= Exercise input =
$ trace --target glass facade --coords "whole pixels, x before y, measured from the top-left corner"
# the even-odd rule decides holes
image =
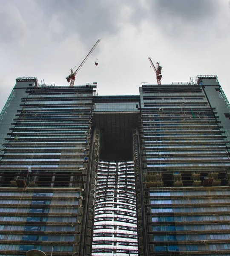
[[[17,81],[2,115],[10,125],[2,130],[0,254],[49,254],[53,244],[54,253],[78,255],[90,212],[85,201],[95,87],[28,80]]]
[[[133,162],[99,162],[92,255],[138,255]]]
[[[133,134],[140,255],[229,255],[229,143],[205,93],[212,79],[219,87],[215,77],[140,88],[142,127]]]
[[[230,255],[216,76],[140,96],[20,78],[0,115],[0,255]]]

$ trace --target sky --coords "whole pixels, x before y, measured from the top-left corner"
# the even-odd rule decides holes
[[[230,0],[0,0],[0,110],[18,77],[98,83],[99,95],[138,95],[156,84],[217,75],[230,100]],[[98,59],[98,65],[95,62]]]

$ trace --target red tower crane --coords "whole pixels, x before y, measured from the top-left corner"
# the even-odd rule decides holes
[[[154,71],[155,71],[155,73],[156,73],[157,84],[158,85],[161,85],[161,79],[162,77],[162,75],[161,75],[161,70],[162,69],[162,67],[159,65],[159,62],[157,62],[157,67],[156,69],[150,57],[149,58],[149,60],[150,60],[150,63],[152,65],[152,67]]]
[[[70,82],[70,86],[73,86],[74,84],[74,81],[75,81],[75,76],[76,76],[77,73],[78,73],[78,72],[81,69],[81,67],[83,66],[83,65],[84,65],[85,62],[86,61],[87,59],[89,57],[90,54],[91,54],[91,53],[93,52],[94,49],[96,48],[96,47],[99,44],[99,42],[101,40],[100,39],[98,39],[97,41],[96,44],[94,45],[92,48],[89,51],[89,53],[87,55],[86,58],[84,59],[82,62],[81,62],[80,65],[78,67],[77,69],[77,70],[75,72],[73,72],[73,70],[72,69],[70,69],[70,71],[71,72],[70,75],[69,75],[66,78],[68,83],[69,81]]]

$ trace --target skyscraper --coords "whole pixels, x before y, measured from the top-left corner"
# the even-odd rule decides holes
[[[216,76],[143,83],[140,96],[96,86],[16,79],[0,116],[0,254],[230,255]]]

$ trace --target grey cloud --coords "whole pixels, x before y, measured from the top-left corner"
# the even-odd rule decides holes
[[[78,34],[80,40],[95,40],[101,35],[115,34],[119,29],[116,20],[119,4],[114,2],[37,0],[35,3],[43,10],[44,22],[48,27],[54,16],[65,28],[59,35],[60,40],[71,33]],[[58,33],[54,34],[58,37]]]
[[[214,0],[155,0],[152,4],[153,12],[158,16],[179,17],[188,22],[214,17],[218,6]]]
[[[0,42],[18,42],[26,33],[26,23],[19,9],[10,2],[3,3],[0,9]]]

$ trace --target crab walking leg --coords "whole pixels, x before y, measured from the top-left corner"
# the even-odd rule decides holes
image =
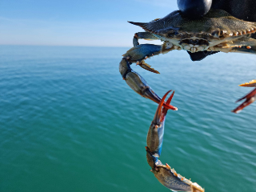
[[[126,58],[122,58],[119,64],[119,71],[127,85],[141,96],[149,98],[153,102],[159,103],[161,98],[157,95],[145,79],[138,73],[134,71]],[[166,103],[163,104],[168,109],[178,110],[178,108]]]
[[[240,85],[240,86],[249,86],[249,87],[256,87],[256,80],[252,80],[250,82],[246,82],[244,84]],[[256,88],[246,94],[245,97],[238,99],[237,102],[240,102],[243,99],[246,99],[244,102],[242,102],[240,106],[235,108],[232,112],[237,114],[240,112],[243,108],[253,103],[256,100]]]
[[[134,34],[134,37],[133,39],[134,46],[139,45],[138,41],[139,38],[143,38],[146,40],[158,40],[158,39],[159,39],[150,32],[138,32],[138,33]]]
[[[166,115],[167,110],[165,107],[162,110],[162,103],[166,98],[167,94],[171,90],[169,90],[162,98],[161,102],[159,102],[157,111],[154,114],[154,118],[152,121],[152,123],[150,126],[149,131],[146,137],[146,145],[149,150],[154,154],[156,157],[160,157],[162,151],[162,146],[163,142],[163,134],[165,129],[165,122]],[[170,104],[174,91],[172,93],[170,97],[166,102],[166,104]]]
[[[154,44],[142,44],[130,49],[122,56],[131,63],[136,63],[145,70],[153,73],[159,74],[158,71],[151,68],[150,65],[146,64],[144,60],[160,54],[166,54],[173,50],[181,50],[180,47],[174,46],[170,42],[164,42],[161,46]]]
[[[158,178],[159,182],[168,189],[174,191],[203,192],[204,190],[198,184],[192,182],[177,174],[174,169],[170,169],[170,166],[168,164],[163,165],[158,158],[161,154],[164,122],[168,110],[162,104],[164,99],[170,92],[170,90],[163,96],[159,102],[154,118],[149,129],[146,139],[148,146],[146,147],[147,162],[152,168],[150,171]],[[170,104],[174,94],[174,92],[170,95],[166,104]],[[159,130],[162,130],[159,132]]]

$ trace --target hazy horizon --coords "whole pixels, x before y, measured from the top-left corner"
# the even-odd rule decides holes
[[[1,2],[0,45],[130,47],[143,30],[127,21],[150,22],[177,9],[170,0]]]

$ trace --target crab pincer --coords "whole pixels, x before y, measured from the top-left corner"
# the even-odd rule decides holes
[[[119,64],[119,71],[124,80],[126,80],[127,85],[136,93],[141,96],[149,98],[153,102],[159,103],[161,98],[154,93],[152,88],[147,84],[146,80],[134,71],[130,66],[130,63],[128,62],[127,58],[123,58]],[[169,110],[178,110],[178,108],[166,103],[163,103]]]
[[[252,80],[250,82],[246,82],[244,84],[240,85],[240,86],[256,87],[256,80]],[[239,98],[236,102],[238,102],[243,99],[246,99],[246,101],[242,102],[240,106],[238,106],[237,108],[235,108],[234,110],[232,110],[232,112],[235,114],[239,113],[243,108],[254,102],[256,100],[256,88],[246,96],[242,97],[242,98]]]
[[[164,124],[168,108],[163,106],[164,100],[169,90],[162,98],[154,114],[152,123],[150,126],[146,146],[146,160],[152,170],[150,171],[158,178],[159,182],[168,189],[174,191],[203,192],[204,190],[196,182],[186,179],[176,173],[168,164],[163,165],[158,159],[162,151],[162,146],[164,134]],[[166,101],[170,104],[174,94],[174,91]]]

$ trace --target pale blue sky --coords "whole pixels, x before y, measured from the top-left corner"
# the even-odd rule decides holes
[[[127,21],[174,10],[176,0],[0,0],[0,45],[131,46],[143,30]]]

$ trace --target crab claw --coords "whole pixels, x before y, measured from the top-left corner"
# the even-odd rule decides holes
[[[162,97],[161,102],[159,102],[158,107],[157,109],[157,111],[154,114],[154,119],[147,133],[146,145],[150,152],[156,158],[156,160],[158,160],[157,158],[160,156],[162,152],[162,146],[164,134],[164,124],[166,115],[168,110],[168,109],[163,106],[163,103],[165,98],[170,91],[171,90],[169,90]],[[170,104],[174,94],[174,91],[167,100],[166,104]]]
[[[134,71],[128,63],[126,58],[122,58],[119,64],[119,71],[127,85],[136,93],[144,98],[149,98],[153,102],[159,103],[161,98],[154,93],[152,88],[147,84],[146,80]],[[163,103],[163,106],[169,110],[178,110],[178,108],[171,105]]]
[[[154,174],[159,182],[173,191],[205,191],[198,183],[192,182],[177,174],[174,169],[170,169],[170,166],[168,164],[156,166],[151,172]]]
[[[248,94],[246,94],[242,98],[239,98],[236,102],[240,102],[242,99],[246,99],[246,101],[243,103],[242,103],[240,106],[238,106],[237,108],[235,108],[234,110],[232,110],[232,112],[235,114],[239,113],[243,108],[245,108],[246,106],[254,102],[256,100],[256,89],[253,90]]]

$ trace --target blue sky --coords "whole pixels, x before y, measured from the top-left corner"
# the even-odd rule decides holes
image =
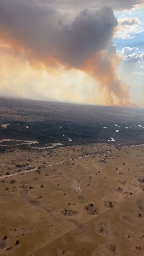
[[[116,37],[114,38],[113,41],[119,54],[122,54],[122,49],[126,47],[129,47],[129,51],[131,51],[130,53],[127,53],[128,55],[130,54],[128,57],[124,56],[124,59],[126,59],[124,60],[121,65],[122,71],[120,78],[130,85],[132,99],[140,107],[143,107],[144,95],[144,8],[133,9],[129,11],[115,12],[120,27],[119,30],[117,32]],[[135,23],[130,26],[124,27],[122,25],[126,20],[127,22],[135,21]],[[137,33],[139,31],[139,33]],[[131,38],[124,38],[126,34]],[[139,50],[133,50],[132,48],[138,48]],[[136,59],[137,57],[138,59]],[[139,60],[141,58],[140,60],[137,61],[136,59]]]
[[[140,26],[141,27],[144,26],[144,8],[137,9],[129,11],[114,12],[115,16],[118,20],[122,17],[128,18],[138,18],[141,23]],[[135,37],[132,39],[121,39],[119,38],[114,38],[113,43],[116,45],[118,50],[122,50],[122,48],[128,46],[132,48],[137,47],[140,51],[144,51],[144,31],[140,33],[130,33],[131,36],[134,36]]]

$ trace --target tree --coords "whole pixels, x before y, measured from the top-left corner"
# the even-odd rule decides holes
[[[20,243],[20,241],[19,240],[16,240],[16,245],[19,245]]]

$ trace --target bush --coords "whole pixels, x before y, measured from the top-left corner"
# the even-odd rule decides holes
[[[10,182],[10,183],[11,184],[14,184],[14,183],[16,182],[17,181],[15,181],[14,180],[11,180]]]
[[[16,167],[19,167],[19,168],[22,168],[26,166],[26,165],[25,164],[17,164],[16,165]]]
[[[34,169],[34,167],[33,167],[32,166],[29,166],[29,167],[27,167],[26,169],[26,170],[32,170],[33,169]]]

= Requirement =
Transcribe every line from the one that contains "trace --target grey" down through the one that contains "[[[0,42],[18,42],[26,33],[26,23],[19,9],[10,2],[3,3],[0,9]]]", including both of those lines.

= Full solution =
$ trace --target grey cloud --coords "whole pixels, x before y, measured from the top-left corner"
# the even-odd rule decides holes
[[[78,34],[80,40],[95,40],[101,35],[115,34],[119,29],[116,20],[119,4],[114,2],[37,0],[35,3],[43,10],[44,22],[48,27],[54,16],[65,28],[59,35],[60,40],[71,33]],[[58,33],[54,34],[58,37]]]
[[[214,0],[155,0],[152,4],[153,12],[158,16],[179,17],[188,22],[214,17],[218,6]]]
[[[0,42],[18,42],[26,33],[26,23],[19,9],[10,2],[3,3],[0,9]]]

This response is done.